Was erwartet wird ::
Schreib den Forenbeitrag über PROFINET und Endianness unten vollständig und Wort für Wort heraus.

# PROFINET: Kann man die "endianess" vorgeben?



## chrisdutz (11 September 2021)

Hi,

ich mache große Fortschritte beim implementieren eines Open-Source PROFINET Masters für das Apache PLC4X Projekt. (Ja wir haben eine Vendor ID ;-) )

Allerdings bin ich gerade über eine Sache gestolpert:
Ich nutze ein SIMOCODE PRO V PN Profinet, welches ich mit Tia Portal Pro und Simocode Pro (v16) projektiert habe. Ein PROFINET Master kann sich auch korrekt verbinden und die BUS leuchte geht an. Jetzt versuche ich das für das PLC4X Projekt nachzubauen. Datenstrukturen, Serializer und Parser sind fertig und tun ihren Job auch ordentlich.

Um den Verbindungsaufbau zu machen, muss ich ja PROFINET IO Connection Manager (PNIO-CM) verwenden. Das ist a eine reihe von Protokollen gestapelt.
Nun kann ich im DCE/RPC teil angeben, ob die Nachricht big-endian oder little-endian sein soll. In einem Wireshark Mitschnitt habe ich gesehen, dass hier Little-Endian verwendet wurde. Das hat den unschönen Nebeneffekt, dass ich innerhalb meines Treibers die Endianess wechseln muss.
- Ethernet (Big-Endian)
- IP (Big-Endian)
- UDP (Big-Endian)
- DCE/RPC (Little-Endian)
- PROFINET IO CM (Little-Endian)
- Blöcke im PROFINET (Big-Endian)

Also hatte ich im DCE/RPC einfach mal frecherweise gesagt: Big-Endian und habe entsprechend die DCE/RPC und PROFINET IO (Sind ja eigentlich nur die 5 Längen- und Anzahl-Angaben) auch Big-Endian gemacht.

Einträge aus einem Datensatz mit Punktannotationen

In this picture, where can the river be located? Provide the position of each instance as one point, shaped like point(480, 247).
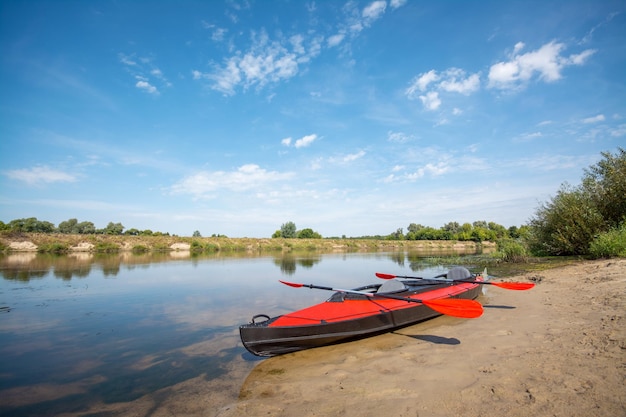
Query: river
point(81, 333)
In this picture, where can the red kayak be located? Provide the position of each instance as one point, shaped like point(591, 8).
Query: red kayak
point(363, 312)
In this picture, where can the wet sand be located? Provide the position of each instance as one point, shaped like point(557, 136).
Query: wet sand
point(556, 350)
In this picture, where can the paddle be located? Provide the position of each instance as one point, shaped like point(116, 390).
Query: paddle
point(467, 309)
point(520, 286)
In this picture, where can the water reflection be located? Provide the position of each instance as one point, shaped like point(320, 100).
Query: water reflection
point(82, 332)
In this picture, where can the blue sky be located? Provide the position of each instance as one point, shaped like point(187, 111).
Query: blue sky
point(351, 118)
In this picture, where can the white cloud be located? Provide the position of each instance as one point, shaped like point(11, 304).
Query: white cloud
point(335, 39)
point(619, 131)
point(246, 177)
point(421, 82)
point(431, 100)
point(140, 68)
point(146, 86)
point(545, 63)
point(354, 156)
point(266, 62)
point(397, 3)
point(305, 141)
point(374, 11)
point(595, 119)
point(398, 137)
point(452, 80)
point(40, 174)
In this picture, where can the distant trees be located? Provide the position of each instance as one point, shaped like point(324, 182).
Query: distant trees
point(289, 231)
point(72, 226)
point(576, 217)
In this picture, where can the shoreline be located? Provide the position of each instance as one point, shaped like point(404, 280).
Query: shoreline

Antwort ::
# PROFINET: Kann man die "endianess" vorgeben?



## chrisdutz (11 September 2021)

Hi,

ich mache große Fortschritte beim implementieren eines Open-Source PROFINET Masters für das Apache PLC4X Projekt. (Ja wir haben eine Vendor ID ;-) )

Allerdings bin ich gerade über eine Sache gestolpert:
Ich nutze ein SIMOCODE PRO V PN Profinet, welches ich mit Tia Portal Pro und Simocode Pro (v16) projektiert habe. Ein PROFINET Master kann sich auch korrekt verbinden und die BUS leuchte geht an. Jetzt versuche ich das für das PLC4X Projekt nachzubauen. Datenstrukturen, Serializer und Parser sind fertig und tun ihren Job auch ordentlich.

Um den Verbindungsaufbau zu machen, muss ich ja PROFINET IO Connection Manager (PNIO-CM) verwenden. Das ist a eine reihe von Protokollen gestapelt.
Nun kann ich im DCE/RPC teil angeben, ob die Nachricht big-endian oder little-endian sein soll. In einem Wireshark Mitschnitt habe ich gesehen, dass hier Little-Endian verwendet wurde. Das hat den unschönen Nebeneffekt, dass ich innerhalb meines Treibers die Endianess wechseln muss.
- Ethernet (Big-Endian)
- IP (Big-Endian)
- UDP (Big-Endian)
- DCE/RPC (Little-Endian)
- PROFINET IO CM (Little-Endian)
- Blöcke im PROFINET (Big-Endian)

Also hatte ich im DCE/RPC einfach mal frecherweise gesagt: Big-Endian und habe entsprechend die DCE/RPC und PROFINET IO (Sind ja eigentlich nur die 5 Längen- und Anzahl-Angaben) auch Big-Endian gemacht.